> INSTRUCTIONS TO FOLLOW
From the pickpocket story, reproduce everything from "A cautionary tale" down to "us in Bologna.".

> TEXT EXTRACT
· · · ·

CSI Bologna: The pickpocket

Justice Served: Papers filed, Polizia working "the case"

A cautionary tale about a pickpocket and a tourist with a fat wallet and loose pockets

The art (and craft) of pickpocketing is universal. It can happen anywhere, anytime. This time, it happened to us in Bologna.

We had just passed the elegant window displays at the Galleria Cavour, one of the most upscale shopping centers in Bologna and, perhaps, all of Italy. Located behind the arcades on Via Farini in a high-rent district, the mall houses luxury brands like Armani, Prada, Gucci, Fendi, Bulgari, Louis Vuitton, Yves Saint Laurent and Bottega Veneta. A very nice neighborhood.

After just having turned the corner on Via Giovanni Massei, I stopped to gawk at a white Maserati displayed in one of the windows. As usual, my trusty photographer was a few steps behind, soaking in the scenery as he captured a photo of one of the arcades.

Photo of the distracting arcade
Photo of the distracting arcade

I continued walking towards the end of the block but turned around as soon as I heard my husband scream, “Ladro! Ladro!”

The last time he used that term for “thief,” we were also in Italy. Many years ago in Rome, we were descending the stairs from a train to the platform. My then-young son was in tow and Jerry was juggling two large suitcases. An unkempt passenger approached my husband from behind and reached down into his pocket, attempting to steal his wallet. Thankfully, this brazen attempt was thwarted by my husband’s “fat wallet” that wouldn’t budge out of his pants.

This time, I worried we might not have been so lucky. I turned around and saw the Bologna perpetrator walk away from us. Now Jerry was pursuing him, yelling “Ladro, Ladro, You tried to steal my wallet.” Just like the time before, passersby pretended not to notice. (I’m not sure I would get involved had I witnessed something similar in New York.)

The thief had been so stealthy in his approach that my husband didn’t hear him until he felt his hand. Fortunately, once again, the pickpocket was foiled by the “fat wallet.”

Not skipping a beat (although my heart was racing), Jerry snapped a couple of pictures of the pickpocket.

Another side view of perpetrator
Another view of the perpetrator
Pickpocket leaving the scene of the crime
Pickpocket leaving the scene of the crime

A middle-aged Good Samaritan ran up to us to see if we were okay. The man was an artist carrying a partially finished painting. He apologized for his city, reminding us that in Bologna, like most large cities, thieves are waiting in prey for opportunities like this was. He urged us to be more careful—advice well taken—and offered us a restaurant recommendation as a way to show his caring.

“Excellent food and very cheap,” he said.

Bonding with the Good Samaritan
Bonding with the Good Samaritan, a life-long Bolognese

When you are balancing a camera in both hands, you are an easy mark—especially if you have floppy pants pockets, “fat wallet” or not.

The inviting "loose pocket"
The inviting “loose pocket”

· · · ·

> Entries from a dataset
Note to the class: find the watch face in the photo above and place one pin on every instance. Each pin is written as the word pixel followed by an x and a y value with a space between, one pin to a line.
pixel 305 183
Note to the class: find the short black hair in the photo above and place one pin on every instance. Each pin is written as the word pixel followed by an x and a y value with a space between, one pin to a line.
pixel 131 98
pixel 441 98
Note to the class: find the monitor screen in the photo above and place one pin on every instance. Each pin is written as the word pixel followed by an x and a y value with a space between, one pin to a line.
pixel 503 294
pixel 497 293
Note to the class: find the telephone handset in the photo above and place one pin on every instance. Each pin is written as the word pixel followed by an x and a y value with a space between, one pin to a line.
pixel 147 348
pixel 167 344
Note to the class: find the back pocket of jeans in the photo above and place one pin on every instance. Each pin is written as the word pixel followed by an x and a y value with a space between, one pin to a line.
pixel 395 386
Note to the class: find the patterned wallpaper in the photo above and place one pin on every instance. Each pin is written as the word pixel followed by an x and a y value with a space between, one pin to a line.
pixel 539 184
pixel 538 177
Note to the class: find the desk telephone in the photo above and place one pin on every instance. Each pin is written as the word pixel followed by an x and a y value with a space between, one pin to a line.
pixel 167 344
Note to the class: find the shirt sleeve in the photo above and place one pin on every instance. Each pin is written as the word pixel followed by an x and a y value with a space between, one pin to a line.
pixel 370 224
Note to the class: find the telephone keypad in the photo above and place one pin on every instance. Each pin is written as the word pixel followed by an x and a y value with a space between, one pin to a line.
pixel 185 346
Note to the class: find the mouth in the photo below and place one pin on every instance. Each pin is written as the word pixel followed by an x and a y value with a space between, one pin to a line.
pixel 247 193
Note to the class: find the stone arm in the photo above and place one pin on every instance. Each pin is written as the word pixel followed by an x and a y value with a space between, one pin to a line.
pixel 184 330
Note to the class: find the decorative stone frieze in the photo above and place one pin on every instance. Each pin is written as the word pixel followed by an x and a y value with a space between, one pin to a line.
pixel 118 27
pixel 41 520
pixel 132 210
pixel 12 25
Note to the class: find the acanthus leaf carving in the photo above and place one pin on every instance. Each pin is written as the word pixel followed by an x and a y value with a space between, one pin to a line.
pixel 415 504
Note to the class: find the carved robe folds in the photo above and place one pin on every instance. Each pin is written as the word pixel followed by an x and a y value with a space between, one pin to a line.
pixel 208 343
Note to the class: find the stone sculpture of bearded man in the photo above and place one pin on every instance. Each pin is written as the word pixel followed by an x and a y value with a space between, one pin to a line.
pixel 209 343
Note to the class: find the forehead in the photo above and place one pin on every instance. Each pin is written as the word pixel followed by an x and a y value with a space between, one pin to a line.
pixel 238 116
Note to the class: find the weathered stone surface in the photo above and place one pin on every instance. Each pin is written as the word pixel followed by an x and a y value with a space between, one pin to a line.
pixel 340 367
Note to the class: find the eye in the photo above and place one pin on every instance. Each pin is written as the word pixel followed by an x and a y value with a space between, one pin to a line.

· · · ·

> COMPLETED EXERCISE
A cautionary tale about a pickpocket and a tourist with a fat wallet and loose pockets

The art (and craft) of pickpocketing is universal. It can happen anywhere, anytime. This time, it happened to us in Bologna.